> _What to do_:
Please rewrite the records below as a numbered list, leaving out any blank lines.
— start of The data —
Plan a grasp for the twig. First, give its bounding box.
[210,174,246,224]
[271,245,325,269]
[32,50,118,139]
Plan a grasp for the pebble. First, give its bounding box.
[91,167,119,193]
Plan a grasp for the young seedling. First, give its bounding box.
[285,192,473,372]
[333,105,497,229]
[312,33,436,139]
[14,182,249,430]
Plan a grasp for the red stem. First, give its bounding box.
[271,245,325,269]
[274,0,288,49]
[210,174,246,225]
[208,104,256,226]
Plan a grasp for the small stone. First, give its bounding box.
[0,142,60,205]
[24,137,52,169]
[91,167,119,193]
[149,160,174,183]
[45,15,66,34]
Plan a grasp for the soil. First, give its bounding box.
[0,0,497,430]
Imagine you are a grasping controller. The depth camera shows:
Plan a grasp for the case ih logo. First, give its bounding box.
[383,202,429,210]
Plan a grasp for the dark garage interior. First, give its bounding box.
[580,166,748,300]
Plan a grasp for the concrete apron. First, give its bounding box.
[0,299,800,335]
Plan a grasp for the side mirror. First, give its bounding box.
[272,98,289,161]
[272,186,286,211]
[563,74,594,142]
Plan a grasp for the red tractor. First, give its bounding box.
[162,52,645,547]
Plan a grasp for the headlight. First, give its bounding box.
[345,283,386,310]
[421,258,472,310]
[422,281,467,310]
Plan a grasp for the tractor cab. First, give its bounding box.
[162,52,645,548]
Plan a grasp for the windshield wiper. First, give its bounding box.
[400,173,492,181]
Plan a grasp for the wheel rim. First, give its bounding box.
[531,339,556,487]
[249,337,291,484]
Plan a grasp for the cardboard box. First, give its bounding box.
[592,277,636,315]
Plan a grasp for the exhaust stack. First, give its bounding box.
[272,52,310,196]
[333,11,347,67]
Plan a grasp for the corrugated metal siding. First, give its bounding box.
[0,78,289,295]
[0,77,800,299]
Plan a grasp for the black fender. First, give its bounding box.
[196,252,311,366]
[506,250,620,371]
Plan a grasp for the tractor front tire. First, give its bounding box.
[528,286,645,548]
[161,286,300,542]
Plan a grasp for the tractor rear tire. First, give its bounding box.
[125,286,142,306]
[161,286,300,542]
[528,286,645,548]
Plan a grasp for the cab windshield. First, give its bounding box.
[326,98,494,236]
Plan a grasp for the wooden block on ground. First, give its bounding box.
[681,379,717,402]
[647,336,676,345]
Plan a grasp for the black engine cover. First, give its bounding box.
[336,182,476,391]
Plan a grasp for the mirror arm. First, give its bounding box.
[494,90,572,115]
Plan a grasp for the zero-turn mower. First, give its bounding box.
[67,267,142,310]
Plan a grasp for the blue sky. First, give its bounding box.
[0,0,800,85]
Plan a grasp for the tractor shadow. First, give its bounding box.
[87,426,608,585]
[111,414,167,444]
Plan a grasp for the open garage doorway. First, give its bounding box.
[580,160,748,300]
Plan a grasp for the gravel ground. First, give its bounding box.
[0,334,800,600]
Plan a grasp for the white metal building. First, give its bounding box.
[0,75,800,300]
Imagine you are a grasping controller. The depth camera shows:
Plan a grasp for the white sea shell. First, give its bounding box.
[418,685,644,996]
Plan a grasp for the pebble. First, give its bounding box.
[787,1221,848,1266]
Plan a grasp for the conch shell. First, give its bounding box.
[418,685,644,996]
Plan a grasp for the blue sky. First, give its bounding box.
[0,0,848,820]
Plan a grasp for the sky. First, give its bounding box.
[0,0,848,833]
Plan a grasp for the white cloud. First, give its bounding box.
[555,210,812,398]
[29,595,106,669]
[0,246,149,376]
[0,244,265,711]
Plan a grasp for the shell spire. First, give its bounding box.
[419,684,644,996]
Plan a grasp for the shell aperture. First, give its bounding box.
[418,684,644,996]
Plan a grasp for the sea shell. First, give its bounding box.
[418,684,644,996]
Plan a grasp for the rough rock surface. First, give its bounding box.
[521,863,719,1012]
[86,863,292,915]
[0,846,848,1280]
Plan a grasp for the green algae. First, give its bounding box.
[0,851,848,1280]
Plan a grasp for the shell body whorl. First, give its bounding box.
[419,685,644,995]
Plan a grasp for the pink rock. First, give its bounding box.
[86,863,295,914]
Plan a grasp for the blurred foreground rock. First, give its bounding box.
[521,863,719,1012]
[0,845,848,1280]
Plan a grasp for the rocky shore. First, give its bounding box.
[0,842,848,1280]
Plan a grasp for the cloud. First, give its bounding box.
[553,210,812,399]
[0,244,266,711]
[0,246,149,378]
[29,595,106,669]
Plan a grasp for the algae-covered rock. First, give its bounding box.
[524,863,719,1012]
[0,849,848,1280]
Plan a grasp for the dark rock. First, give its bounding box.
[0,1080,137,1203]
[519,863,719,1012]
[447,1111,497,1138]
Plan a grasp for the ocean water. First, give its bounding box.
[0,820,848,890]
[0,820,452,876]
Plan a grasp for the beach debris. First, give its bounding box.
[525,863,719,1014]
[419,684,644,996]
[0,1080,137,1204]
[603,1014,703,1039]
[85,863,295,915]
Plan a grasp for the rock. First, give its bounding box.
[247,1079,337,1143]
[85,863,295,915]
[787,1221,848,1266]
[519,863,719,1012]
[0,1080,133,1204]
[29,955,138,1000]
— end of The data —
> _Worked answer_:
1. Plan a grasp for the twig. First, give its bounding box.
2. [210,174,246,224]
3. [271,245,325,269]
4. [32,50,118,139]
5. Plan a grasp for the pebble. First, give its bounding box.
6. [91,167,119,193]
7. Plan a grasp for the young seedling. First, give its bounding box.
8. [285,192,473,372]
9. [333,105,497,229]
10. [312,33,436,139]
11. [14,182,249,430]
12. Plan a grasp for the red stem. First, give its bounding box.
13. [271,245,325,269]
14. [274,0,288,49]
15. [210,174,246,225]
16. [208,104,256,226]
17. Plan a grasp for the small stone. First, give its bounding box.
18. [0,142,60,205]
19. [24,137,52,169]
20. [91,167,119,193]
21. [149,160,174,183]
22. [45,15,66,34]
23. Plan a grasp for the soil. First, give its bounding box.
24. [0,0,497,430]
25. Imagine you are a grasping controller. The depth camera shows:
26. Plan a grasp for the case ih logo. First, give its bounding box.
27. [383,202,429,210]
28. Plan a grasp for the dark garage interior. First, give its bounding box.
29. [580,166,748,300]
30. Plan a grasp for the concrete apron. First, give its bounding box.
31. [0,299,800,335]
32. Plan a grasp for the side mirror. First, give its bounding box.
33. [272,98,289,161]
34. [272,186,286,211]
35. [563,74,594,142]
36. Plan a grasp for the red tractor. First, give its bounding box.
37. [162,52,645,547]
38. Plan a grasp for the headlight. First, give its bounding box.
39. [345,283,386,310]
40. [421,258,472,310]
41. [422,281,467,310]
42. Plan a grasp for the tractor cab. First, give its bounding box.
43. [162,52,645,548]
44. Plan a grasp for the windshield wiper. First, give its bounding box.
45. [400,173,492,181]
46. Plan a grasp for the wheel rim. First, give its bounding box.
47. [531,339,556,487]
48. [249,337,291,484]
49. Plan a grasp for the cardboard box. First, give its bounding box.
50. [592,277,636,315]
51. Plan a grasp for the exhaust stack. First, give its bounding box.
52. [272,52,310,196]
53. [333,11,347,67]
54. Plan a grasp for the corrugated metal siding. First, give its bounding box.
55. [0,78,289,295]
56. [0,77,800,299]
57. Plan a grasp for the black fender. First, give its bounding box.
58. [196,252,311,366]
59. [506,250,620,371]
60. Plan a grasp for the tractor front tire. First, give its bounding box.
61. [528,286,645,548]
62. [161,286,300,542]
63. Plan a grasp for the tractor rear tire. First, give its bounding box.
64. [125,286,142,306]
65. [161,286,300,542]
66. [528,286,645,548]
67. Plan a grasp for the cab windshield. First, give its bounding box.
68. [326,98,494,236]
69. Plan a grasp for the wooden block on ground. First, give its bounding box.
70. [681,379,717,402]
71. [647,336,676,345]
72. Plan a grasp for the black engine cover. First, give its bounding box.
73. [336,182,476,391]
74. Plan a grasp for the mirror arm. First, give its bounding box.
75. [494,90,572,115]
76. Plan a grasp for the zero-turn mower. First, give its bounding box.
77. [67,267,142,310]
78. Plan a grasp for the blue sky. First, give its bounding box.
79. [0,0,800,85]
80. Plan a grasp for the tractor shadow. First, give its bounding box.
81. [87,426,608,585]
82. [111,414,167,444]
83. Plan a grasp for the open garage doorway. First, give its bounding box.
84. [580,160,748,300]
85. Plan a grasp for the gravel ground. First, give its bounding box.
86. [0,334,800,600]
87. Plan a grasp for the white metal building. First, give its bounding box.
88. [0,75,800,300]
89. Imagine you are a grasping controller. The depth camera shows:
90. Plan a grasp for the white sea shell. First, give its bounding box.
91. [418,685,644,996]
92. Plan a grasp for the pebble. First, give its bounding box.
93. [787,1221,848,1266]
94. Plan a grasp for the conch shell. First, give its bounding box.
95. [418,685,644,996]
96. Plan a grasp for the blue sky. First, give its bounding box.
97. [0,0,848,820]
98. Plan a grasp for the sky. First, give its bounding box.
99. [0,0,848,833]
100. Plan a grasp for the white cloud. First, give its bounding box.
101. [555,210,812,398]
102. [29,595,106,669]
103. [0,246,149,376]
104. [0,244,265,711]
105. Plan a grasp for the shell spire. First, give its bounding box.
106. [419,684,644,996]
107. Plan a grasp for the shell aperture. First, give its bounding box.
108. [418,684,644,996]
109. Plan a grasp for the sea shell. First, give its bounding box.
110. [418,684,644,996]
111. Plan a grasp for the rough rock surface. First, give its bounding box.
112. [521,863,719,1012]
113. [86,863,292,915]
114. [0,846,848,1280]
115. Plan a grasp for the green algae. First, give its bounding box.
116. [0,851,848,1280]
117. Plan a grasp for the shell body whorl. First, give its bounding box.
118. [419,685,644,995]
119. Plan a grasp for the pink rock. First, give its bounding box.
120. [86,863,295,914]
121. Plan a grasp for the blurred foreground rock. First, give its bounding box.
122. [521,863,719,1012]
123. [0,845,848,1280]
124. Plan a grasp for the rocky shore. First, give its bounding box.
125. [0,842,848,1280]
126. Plan a grasp for the cloud. First, give its bounding box.
127. [553,210,812,399]
128. [0,244,266,711]
129. [0,246,149,378]
130. [29,595,106,669]
131. Plan a grasp for the algae-covered rock. First, give its bounding box.
132. [524,863,719,1012]
133. [0,849,848,1280]
134. Plan a grasp for the dark rock. First, give its bounding box.
135. [0,1080,137,1203]
136. [519,863,719,1012]
137. [447,1111,497,1138]
138. Plan a grasp for the ocean water. First, give its bounding box.
139. [0,820,848,890]
140. [0,820,452,876]
141. Plan a grasp for the beach debris. First, give its bounding box.
142. [525,863,719,1014]
143. [419,684,644,996]
144. [0,1080,137,1204]
145. [603,1014,703,1039]
146. [85,863,295,915]
147. Plan a grasp for the rock. First, give its bounding box.
148. [247,1079,337,1143]
149. [85,863,295,915]
150. [787,1221,848,1266]
151. [519,863,719,1012]
152. [0,1080,133,1204]
153. [29,955,138,1000]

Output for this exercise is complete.